# Page excerpt start
# I feel so lucky



## xymenah (Jul 1, 2011)

Normally I put my goats up at night but it’s been in the 100’s-90’s at night so I can’t bear to box them in. So I have been putting my Doberman/Rottweiler cross sisters in with my goats. I have read about allot of people saying you can’t put anything but trained dogs in with goats but have had a good track record with my girls. They are in no way aggressive to them and if the goats get to bugging them they either run off or cower until they lose interest. The only thing I would worry about is if there were kids out there but right now they are grown up. My girls I know are good at protecting as we have seen then fight coyotes that were trespassing on our property. So I just wanted to say I’m happy I have dogs like these for my goat’s sakes.


----------



## KW Farms (Jun 21, 2008)
# Page excerpt end
# Set tasks:
**1)** In the forum thread about guarding goats, what two breeds are the poster's dogs a cross of?
**2)** From the forum thread about guarding goats, reproduce word for word the part that opens with the words containing "Normally I put" and closes with "(Jun 21, 2008)".
**3)** Go on with the forum thread about guarding goats from the point where it stops.
# Material start
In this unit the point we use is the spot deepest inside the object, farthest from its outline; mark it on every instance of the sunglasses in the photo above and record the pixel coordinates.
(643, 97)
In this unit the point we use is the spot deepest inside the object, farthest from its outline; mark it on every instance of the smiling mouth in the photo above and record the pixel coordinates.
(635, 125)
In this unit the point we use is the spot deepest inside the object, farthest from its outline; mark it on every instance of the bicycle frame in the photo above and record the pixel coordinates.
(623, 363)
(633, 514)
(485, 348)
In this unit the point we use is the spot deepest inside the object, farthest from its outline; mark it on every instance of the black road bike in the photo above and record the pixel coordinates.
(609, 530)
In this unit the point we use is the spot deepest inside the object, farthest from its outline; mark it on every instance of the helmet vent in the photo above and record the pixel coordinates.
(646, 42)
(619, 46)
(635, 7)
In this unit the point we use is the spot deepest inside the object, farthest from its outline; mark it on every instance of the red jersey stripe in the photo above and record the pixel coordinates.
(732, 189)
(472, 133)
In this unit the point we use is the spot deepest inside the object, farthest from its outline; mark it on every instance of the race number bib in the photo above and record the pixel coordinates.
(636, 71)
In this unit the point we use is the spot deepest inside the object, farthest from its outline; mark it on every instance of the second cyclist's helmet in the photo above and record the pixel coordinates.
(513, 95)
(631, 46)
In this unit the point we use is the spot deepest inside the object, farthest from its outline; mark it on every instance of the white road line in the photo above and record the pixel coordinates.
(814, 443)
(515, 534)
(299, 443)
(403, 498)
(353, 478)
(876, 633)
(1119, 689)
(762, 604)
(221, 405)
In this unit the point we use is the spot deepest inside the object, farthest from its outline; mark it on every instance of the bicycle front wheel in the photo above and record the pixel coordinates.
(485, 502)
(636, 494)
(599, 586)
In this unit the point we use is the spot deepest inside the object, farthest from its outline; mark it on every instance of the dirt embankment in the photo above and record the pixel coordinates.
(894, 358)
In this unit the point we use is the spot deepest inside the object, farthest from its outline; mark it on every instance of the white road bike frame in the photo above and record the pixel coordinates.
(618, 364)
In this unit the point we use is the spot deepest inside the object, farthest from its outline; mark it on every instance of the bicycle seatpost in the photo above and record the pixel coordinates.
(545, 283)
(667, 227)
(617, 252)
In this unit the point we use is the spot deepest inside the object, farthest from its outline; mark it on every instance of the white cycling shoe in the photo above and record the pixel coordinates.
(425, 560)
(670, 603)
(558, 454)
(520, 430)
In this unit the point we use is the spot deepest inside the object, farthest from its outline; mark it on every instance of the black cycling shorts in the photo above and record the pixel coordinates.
# Material end
# Answers by task:
**1)** Doberman and Rottweiler.

**2)**
Normally I put my goats up at night but it’s been in the 100’s-90’s at night so I can’t bear to box them in. So I have been putting my Doberman/Rottweiler cross sisters in with my goats. I have read about allot of people saying you can’t put anything but trained dogs in with goats but have had a good track record with my girls. They are in no way aggressive to them and if the goats get to bugging them they either run off or cower until they lose interest. The only thing I would worry about is if there were kids out there but right now they are grown up. My girls I know are good at protecting as we have seen then fight coyotes that were trespassing on our property. So I just wanted to say I’m happy I have dogs like these for my goat’s sakes.


----------



## KW Farms (Jun 21, 2008)

**3)**
Seem like sweet dogs...we have a couple dobis for guards...but for our house/farm. They've always been good with my farm animals...though I think they're to rambunctious to be left alone with the goats. :laugh:


----------



## toth boer goats (Jul 20, 2008)

Glad it is going well.... :thumb: but please... keep in mind... when the newness wears off and they get board.... they may BooBoo....But yet... they may be OK....I'd be Leary..... :hug:


----------



## xymenah (Jul 1, 2011)

Well I feel even more lucky now. We heard the dogs going crazy barking and went out there to find a diamondback rattlesnake. The dogs were keeping it in a hole and keeping the goats away from it until we got out there. So no one got bit and everyone's safe which is great.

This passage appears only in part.